-- RECORDS FOR THE EXERCISE follows --
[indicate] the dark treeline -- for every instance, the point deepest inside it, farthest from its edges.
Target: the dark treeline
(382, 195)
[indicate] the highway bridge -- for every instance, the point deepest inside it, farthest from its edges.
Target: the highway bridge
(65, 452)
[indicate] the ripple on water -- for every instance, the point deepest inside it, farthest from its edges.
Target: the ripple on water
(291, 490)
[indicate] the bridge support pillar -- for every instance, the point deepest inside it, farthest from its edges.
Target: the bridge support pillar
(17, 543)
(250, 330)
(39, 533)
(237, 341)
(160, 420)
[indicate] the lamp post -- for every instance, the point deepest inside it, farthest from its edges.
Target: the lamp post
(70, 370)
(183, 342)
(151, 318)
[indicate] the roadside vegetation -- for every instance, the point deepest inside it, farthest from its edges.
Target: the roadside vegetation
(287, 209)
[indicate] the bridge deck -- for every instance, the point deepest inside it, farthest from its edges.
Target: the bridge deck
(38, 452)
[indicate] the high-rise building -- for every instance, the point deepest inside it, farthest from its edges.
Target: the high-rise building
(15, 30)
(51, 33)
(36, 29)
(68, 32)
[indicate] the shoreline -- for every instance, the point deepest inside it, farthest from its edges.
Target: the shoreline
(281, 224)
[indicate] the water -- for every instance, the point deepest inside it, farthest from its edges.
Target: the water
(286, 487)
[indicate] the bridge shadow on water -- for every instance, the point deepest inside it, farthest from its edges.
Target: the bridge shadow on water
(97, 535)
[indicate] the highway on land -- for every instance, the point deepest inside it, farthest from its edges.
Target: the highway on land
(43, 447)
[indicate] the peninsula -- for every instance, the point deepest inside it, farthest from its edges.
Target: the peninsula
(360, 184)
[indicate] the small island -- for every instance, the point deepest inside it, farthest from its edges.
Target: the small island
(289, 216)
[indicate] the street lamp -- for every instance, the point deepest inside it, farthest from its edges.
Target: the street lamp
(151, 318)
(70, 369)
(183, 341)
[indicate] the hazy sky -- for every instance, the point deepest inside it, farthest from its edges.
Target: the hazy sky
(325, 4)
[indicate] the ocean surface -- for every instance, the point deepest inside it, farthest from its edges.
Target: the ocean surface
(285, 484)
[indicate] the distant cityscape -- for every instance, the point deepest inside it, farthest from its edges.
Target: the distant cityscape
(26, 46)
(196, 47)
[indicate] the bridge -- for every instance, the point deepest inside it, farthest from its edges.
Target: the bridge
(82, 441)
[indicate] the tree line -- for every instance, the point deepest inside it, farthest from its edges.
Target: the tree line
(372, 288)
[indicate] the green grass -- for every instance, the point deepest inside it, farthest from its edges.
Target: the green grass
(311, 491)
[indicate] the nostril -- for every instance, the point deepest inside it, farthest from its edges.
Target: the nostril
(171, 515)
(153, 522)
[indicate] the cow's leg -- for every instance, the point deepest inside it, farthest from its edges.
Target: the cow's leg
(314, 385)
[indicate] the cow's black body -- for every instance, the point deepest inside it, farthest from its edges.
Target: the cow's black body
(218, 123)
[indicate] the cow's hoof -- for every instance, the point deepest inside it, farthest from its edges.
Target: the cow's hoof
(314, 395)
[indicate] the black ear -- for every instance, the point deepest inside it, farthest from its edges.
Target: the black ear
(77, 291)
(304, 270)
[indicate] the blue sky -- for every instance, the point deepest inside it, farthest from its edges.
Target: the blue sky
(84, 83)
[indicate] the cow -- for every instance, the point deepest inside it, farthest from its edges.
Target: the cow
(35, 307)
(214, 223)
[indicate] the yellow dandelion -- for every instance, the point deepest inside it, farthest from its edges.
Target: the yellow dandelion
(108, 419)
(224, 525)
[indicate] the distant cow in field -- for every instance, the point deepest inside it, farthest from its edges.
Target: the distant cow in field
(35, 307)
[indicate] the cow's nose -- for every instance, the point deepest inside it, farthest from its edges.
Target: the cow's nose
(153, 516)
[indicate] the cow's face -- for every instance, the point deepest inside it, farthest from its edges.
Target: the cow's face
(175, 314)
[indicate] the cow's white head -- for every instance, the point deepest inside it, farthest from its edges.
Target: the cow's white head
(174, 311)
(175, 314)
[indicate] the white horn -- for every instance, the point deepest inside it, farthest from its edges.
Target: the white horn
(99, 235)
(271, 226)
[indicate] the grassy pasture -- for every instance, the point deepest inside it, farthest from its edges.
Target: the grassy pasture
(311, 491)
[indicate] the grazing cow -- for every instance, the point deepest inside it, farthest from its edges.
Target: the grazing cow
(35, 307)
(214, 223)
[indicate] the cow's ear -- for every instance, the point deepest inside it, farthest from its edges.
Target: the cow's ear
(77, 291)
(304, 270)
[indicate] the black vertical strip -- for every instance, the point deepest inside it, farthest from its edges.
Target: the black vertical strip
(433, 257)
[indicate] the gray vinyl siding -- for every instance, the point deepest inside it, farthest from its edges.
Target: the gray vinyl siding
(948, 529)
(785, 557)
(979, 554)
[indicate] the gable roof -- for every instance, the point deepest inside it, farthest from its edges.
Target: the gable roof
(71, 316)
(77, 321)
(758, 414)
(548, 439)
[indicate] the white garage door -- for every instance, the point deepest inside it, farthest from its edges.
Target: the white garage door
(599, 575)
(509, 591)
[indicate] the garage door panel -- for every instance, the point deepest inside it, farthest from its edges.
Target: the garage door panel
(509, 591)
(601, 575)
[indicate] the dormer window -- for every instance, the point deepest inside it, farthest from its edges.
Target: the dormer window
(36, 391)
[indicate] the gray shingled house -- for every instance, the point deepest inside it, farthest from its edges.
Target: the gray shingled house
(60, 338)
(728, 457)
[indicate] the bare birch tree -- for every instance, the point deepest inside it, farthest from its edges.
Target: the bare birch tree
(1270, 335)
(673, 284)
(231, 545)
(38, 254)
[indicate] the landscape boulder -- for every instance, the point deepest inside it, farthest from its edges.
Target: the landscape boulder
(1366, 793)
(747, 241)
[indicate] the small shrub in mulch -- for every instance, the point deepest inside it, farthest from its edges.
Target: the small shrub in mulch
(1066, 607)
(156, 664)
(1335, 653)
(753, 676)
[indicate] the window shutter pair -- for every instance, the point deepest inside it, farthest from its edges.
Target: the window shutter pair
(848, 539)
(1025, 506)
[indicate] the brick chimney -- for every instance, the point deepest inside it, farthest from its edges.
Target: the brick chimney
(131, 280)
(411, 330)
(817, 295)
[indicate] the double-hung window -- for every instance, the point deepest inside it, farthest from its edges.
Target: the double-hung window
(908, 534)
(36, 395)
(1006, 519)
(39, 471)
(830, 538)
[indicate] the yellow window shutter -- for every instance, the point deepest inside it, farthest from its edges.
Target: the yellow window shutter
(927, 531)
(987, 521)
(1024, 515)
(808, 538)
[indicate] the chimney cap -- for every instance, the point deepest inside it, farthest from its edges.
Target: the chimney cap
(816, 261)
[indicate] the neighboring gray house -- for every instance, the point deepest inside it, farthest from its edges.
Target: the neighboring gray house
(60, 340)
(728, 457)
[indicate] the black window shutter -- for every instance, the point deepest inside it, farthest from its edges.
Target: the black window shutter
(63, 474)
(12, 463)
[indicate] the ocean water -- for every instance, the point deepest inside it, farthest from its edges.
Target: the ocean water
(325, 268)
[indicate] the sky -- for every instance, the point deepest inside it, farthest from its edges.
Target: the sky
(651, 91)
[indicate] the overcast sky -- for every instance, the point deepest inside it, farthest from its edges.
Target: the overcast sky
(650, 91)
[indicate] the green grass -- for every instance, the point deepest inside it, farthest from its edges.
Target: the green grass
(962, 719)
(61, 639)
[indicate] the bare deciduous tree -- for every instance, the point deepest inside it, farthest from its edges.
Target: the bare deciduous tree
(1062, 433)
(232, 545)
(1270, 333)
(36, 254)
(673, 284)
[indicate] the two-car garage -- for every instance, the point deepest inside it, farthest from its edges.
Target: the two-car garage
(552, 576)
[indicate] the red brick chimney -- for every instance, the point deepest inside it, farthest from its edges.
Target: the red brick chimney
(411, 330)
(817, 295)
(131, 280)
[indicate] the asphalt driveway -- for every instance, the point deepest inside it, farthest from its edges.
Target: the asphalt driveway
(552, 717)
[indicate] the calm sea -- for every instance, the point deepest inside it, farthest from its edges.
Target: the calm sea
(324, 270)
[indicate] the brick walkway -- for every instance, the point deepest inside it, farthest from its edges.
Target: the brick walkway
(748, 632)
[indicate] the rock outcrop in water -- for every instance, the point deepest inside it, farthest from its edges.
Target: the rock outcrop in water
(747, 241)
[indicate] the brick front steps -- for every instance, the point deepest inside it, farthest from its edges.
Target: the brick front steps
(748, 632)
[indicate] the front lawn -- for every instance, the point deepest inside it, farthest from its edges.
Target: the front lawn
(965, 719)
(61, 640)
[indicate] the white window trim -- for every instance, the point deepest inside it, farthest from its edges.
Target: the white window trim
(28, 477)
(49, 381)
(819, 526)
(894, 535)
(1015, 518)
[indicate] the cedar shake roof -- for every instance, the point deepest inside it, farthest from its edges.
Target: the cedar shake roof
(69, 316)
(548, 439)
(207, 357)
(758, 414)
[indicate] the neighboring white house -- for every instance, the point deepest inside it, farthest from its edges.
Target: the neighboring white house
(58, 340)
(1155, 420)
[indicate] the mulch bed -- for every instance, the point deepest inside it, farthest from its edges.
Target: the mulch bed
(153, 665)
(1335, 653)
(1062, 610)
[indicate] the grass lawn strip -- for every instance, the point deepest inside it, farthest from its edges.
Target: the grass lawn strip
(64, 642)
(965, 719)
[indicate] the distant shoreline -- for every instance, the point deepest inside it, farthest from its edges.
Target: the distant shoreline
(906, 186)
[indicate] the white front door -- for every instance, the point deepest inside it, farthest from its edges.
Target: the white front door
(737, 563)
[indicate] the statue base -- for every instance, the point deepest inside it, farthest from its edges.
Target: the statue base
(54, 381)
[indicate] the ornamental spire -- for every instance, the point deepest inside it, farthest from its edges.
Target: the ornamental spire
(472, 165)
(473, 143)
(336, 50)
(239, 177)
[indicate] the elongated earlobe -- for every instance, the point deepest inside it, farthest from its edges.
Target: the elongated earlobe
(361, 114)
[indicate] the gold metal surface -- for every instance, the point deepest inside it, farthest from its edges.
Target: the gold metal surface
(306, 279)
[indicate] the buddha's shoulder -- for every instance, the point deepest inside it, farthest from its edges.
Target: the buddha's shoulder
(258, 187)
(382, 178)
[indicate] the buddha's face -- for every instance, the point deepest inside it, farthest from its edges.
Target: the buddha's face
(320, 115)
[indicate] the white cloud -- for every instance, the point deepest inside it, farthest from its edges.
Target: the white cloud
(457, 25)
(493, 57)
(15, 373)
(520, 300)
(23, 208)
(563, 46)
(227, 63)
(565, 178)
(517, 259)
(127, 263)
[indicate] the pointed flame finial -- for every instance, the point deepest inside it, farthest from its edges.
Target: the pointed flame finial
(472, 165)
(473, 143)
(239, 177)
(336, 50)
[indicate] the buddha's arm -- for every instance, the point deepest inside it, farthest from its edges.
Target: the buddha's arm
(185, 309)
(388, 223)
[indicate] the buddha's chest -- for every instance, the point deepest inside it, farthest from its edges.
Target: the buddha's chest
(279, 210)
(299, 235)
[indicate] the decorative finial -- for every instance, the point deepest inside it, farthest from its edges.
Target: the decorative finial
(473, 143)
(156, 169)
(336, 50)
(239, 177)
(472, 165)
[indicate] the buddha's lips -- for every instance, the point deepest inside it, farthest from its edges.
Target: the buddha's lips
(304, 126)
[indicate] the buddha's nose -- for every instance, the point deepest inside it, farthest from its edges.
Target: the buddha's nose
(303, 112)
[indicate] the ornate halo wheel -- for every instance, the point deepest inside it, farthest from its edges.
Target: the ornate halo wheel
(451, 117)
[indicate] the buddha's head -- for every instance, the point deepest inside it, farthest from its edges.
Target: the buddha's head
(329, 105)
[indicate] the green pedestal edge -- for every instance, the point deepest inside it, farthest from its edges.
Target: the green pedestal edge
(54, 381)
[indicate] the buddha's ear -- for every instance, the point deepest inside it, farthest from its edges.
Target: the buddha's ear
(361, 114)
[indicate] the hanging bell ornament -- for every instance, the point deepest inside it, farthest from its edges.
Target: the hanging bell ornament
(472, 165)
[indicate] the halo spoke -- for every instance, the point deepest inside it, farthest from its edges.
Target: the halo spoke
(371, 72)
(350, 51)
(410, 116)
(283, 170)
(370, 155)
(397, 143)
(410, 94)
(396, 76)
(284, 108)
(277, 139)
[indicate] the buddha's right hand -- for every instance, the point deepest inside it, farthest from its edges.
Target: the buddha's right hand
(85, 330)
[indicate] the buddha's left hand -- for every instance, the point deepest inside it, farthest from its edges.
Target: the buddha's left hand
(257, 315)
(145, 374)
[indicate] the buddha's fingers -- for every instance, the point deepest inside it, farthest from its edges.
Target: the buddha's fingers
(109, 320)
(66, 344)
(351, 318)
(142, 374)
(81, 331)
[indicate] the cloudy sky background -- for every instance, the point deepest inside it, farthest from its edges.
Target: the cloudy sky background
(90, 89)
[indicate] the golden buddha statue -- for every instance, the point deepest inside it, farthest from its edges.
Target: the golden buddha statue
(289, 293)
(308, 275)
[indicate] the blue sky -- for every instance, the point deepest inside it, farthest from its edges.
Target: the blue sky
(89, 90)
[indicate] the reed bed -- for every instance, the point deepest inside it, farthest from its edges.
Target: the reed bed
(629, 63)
-- RECORDS FOR THE EXERCISE concluded --
▸ REQUIRED WORK:
For this exercise, repeat exactly the lines of the data above from the one with "[indicate] the golden" down to the one with "[indicate] the reed", both end lines included.

▸ ANSWER BELOW:
[indicate] the golden buddha statue -- for every instance, the point deepest inside it, farthest from its edges.
Target: the golden buddha statue
(289, 293)
(308, 275)
[indicate] the blue sky -- for every instance, the point deepest inside it, farthest from its edges.
Target: the blue sky
(89, 90)
[indicate] the reed bed -- for every instance, the point deepest inside it, farthest from its edges.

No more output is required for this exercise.